▸ **Excerpt**
++++++++++++++++++++

And I, in that gap that you just picture this raise, there was a lot of pain for me of doubts and of

anxiety and worry that I didn’t have a place on this mighty big planet of ours. And for me, it came

to like, I talk about it at the life and death place because in my early 20s, I believe that

seed of doubt and worry was planted and grew without my, without my awareness such that I almost

died because I had the addiction of anorexia in my early 20s. And I believe the roots of the

addiction were in this thing that you’re talking about, in this like trying to fix and control and

plan and in the worry and all of the things that you brought up, I wasn’t vigilant about doing

battle with and talking with my community about and the thing, man, I am, I don’t feel much worth

or value. I’m a, I’m in a fog and I’m afraid and I’m kind of lost. And so I, I became isolated

and addicted. And so for me, happy to share with anyone that that connects with because it’s of course

a big long story with a happy ending because I am alive here and now. But it was, it was a day-to-day

and a nail-biter for a little bit because I was so stuck in the fog and in the darkness. And so for

me, because of that personal experience, I, it is like for me now that I have come out of that,

I know how dark that night is. Some, some folks call it the dark night of the soul.

++++++++++++++++++++

▸ **Available data**
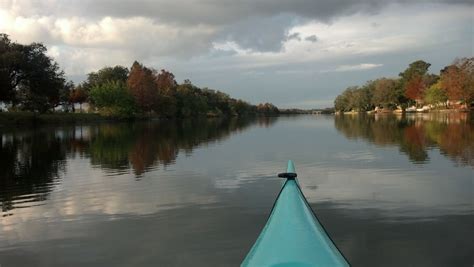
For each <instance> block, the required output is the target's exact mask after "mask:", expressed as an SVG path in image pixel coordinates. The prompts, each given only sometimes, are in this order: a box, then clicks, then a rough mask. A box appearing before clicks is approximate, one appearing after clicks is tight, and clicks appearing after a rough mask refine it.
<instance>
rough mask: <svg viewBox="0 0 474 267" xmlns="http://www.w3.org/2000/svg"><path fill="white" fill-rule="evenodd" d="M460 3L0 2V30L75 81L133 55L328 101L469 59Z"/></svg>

++++++++++++++++++++

▸ **Prompt 1**
According to the excerpt, what addiction did the speaker have in their early 20s?
▸ **Prompt 2**
Reproduce the excerpt between "and a nail-biter" and "of the soul.", inclusive, substituting "people" for "folks".

▸ **Written response 1**
Anorexia.

▸ **Written response 2**
and a nail-biter for a little bit because I was so stuck in the fog and in the darkness. And so for

me, because of that personal experience, I, it is like for me now that I have come out of that,

I know how dark that night is. Some, some people call it the dark night of the soul.